> [Exercise objective]
With pictures excluded, output exactly the lines that run from the first line of the data below through the line containing "Target phrase = white cloud".

....................

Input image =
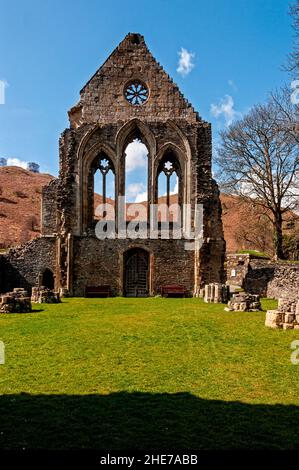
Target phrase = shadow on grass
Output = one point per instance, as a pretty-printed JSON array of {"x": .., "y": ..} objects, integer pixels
[{"x": 143, "y": 421}]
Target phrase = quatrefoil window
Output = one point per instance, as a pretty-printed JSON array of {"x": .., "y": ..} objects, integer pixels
[{"x": 136, "y": 92}]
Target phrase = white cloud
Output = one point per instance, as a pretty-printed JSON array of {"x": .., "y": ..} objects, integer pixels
[
  {"x": 141, "y": 197},
  {"x": 12, "y": 161},
  {"x": 136, "y": 192},
  {"x": 136, "y": 156},
  {"x": 185, "y": 62},
  {"x": 232, "y": 85},
  {"x": 226, "y": 109},
  {"x": 176, "y": 187}
]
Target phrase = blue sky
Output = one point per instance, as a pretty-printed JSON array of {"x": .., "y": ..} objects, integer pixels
[{"x": 49, "y": 49}]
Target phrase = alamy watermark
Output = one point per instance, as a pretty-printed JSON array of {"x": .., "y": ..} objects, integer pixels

....................

> [Task answer]
Input image =
Target phrase = shadow on grass
Output = one point per instance, as a pretty-printed JSON array of {"x": .., "y": ..} objects, integer pixels
[{"x": 143, "y": 421}]
Target phrase = quatrefoil window
Output = one point per instance, as a pretty-printed JSON array of {"x": .., "y": ..} objects, integer pixels
[{"x": 136, "y": 92}]
Target phrase = white cloud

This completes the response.